■ **AIM OF THE EXERCISE**: Beginning at the line that contains "In the picture above, where can the sedan windshield", transcribe the remaining lines of the listing exactly; include the final line and omit everything before.

--- ENTRIES PROVIDED ---

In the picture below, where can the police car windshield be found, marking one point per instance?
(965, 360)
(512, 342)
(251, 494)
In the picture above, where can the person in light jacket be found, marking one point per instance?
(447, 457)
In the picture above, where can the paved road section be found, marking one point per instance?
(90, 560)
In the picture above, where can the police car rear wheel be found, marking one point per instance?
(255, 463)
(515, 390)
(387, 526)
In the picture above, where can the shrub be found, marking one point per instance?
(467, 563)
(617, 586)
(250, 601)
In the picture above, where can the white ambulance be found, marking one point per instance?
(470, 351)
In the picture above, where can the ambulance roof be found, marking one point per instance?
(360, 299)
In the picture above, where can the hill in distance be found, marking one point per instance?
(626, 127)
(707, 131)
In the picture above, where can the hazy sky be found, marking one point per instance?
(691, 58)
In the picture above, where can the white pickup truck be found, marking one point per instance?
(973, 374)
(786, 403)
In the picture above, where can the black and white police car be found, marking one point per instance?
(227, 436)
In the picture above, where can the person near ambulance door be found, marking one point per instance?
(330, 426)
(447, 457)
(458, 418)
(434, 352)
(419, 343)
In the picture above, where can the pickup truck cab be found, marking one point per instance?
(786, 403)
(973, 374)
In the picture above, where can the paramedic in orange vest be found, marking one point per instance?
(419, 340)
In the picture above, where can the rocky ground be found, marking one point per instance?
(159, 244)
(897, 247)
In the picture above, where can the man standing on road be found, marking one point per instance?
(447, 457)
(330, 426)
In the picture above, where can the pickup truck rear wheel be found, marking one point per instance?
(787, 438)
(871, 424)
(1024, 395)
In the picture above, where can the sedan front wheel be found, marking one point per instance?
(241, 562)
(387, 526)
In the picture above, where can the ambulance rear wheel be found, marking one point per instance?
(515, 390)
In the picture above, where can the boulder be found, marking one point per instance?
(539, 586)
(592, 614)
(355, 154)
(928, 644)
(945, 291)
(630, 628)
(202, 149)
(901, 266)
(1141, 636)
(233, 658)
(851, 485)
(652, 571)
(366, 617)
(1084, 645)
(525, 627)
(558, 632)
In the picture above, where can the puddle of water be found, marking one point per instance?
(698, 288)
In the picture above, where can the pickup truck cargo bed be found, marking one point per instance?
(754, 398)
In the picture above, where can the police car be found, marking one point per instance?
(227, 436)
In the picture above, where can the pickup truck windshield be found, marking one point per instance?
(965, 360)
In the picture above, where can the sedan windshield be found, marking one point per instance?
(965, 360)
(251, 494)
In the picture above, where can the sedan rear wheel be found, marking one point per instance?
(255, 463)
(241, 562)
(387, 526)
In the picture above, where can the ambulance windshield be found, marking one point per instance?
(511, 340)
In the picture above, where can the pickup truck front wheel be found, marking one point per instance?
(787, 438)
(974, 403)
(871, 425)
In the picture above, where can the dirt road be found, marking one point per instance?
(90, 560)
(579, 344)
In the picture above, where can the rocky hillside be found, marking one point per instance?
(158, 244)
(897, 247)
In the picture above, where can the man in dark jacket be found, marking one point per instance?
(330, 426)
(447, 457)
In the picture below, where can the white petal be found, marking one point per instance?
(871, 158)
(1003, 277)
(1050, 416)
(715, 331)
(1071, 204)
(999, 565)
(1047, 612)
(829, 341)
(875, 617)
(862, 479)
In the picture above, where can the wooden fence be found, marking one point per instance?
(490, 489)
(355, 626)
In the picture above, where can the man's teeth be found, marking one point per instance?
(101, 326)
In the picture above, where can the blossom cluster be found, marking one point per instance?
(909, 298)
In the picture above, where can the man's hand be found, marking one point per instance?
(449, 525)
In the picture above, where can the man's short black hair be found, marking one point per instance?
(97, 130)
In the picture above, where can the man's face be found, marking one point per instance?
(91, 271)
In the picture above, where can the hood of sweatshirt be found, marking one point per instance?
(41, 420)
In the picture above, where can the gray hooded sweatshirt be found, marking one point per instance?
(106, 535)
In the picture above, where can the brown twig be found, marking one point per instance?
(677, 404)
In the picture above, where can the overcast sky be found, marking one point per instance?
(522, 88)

---

■ **FINAL RESULT**:
In the picture above, where can the sedan windshield be found, marking one point per instance?
(965, 360)
(251, 494)
In the picture above, where can the sedan rear wheel be found, marking one point per instance?
(255, 463)
(241, 562)
(387, 526)
In the picture above, where can the ambulance windshield be found, marking one point per instance?
(511, 340)
In the picture above, where can the pickup truck front wheel be found, marking one point per instance?
(787, 438)
(974, 403)
(871, 425)
In the picture above, where can the dirt road be found, marking one point per instance?
(90, 560)
(579, 344)
In the picture above, where can the rocky hillside be found, marking one point per instance?
(158, 244)
(897, 247)
In the picture above, where can the man in dark jacket be found, marking one point per instance?
(330, 426)
(447, 457)
In the picture below, where can the white petal be found, marking one point per instance?
(871, 158)
(1003, 277)
(1050, 416)
(715, 331)
(1071, 204)
(999, 565)
(1047, 612)
(829, 341)
(875, 617)
(862, 479)
In the picture above, where can the wooden fence be found, marking one point per instance?
(490, 489)
(355, 626)
In the picture above, where can the man's teeth be found, marking one point per instance?
(101, 326)
In the picture above, where can the blossom cluster be found, marking one point per instance?
(909, 298)
In the picture above, where can the man's hand be found, marking one point per instance?
(449, 525)
In the picture above, where can the man's short black hair be found, marking one point per instance?
(97, 130)
In the picture above, where can the man's face be found, marking one point per instance?
(91, 271)
In the picture above, where can the hood of sweatshirt be found, marking one point per instance?
(41, 420)
In the picture above, where can the gray hooded sweatshirt be found, marking one point per instance?
(106, 535)
In the picture above, where can the brown twig be found, marking one point per instance?
(677, 404)
In the picture above, where can the overcast sky be found, marking one point per instance?
(522, 88)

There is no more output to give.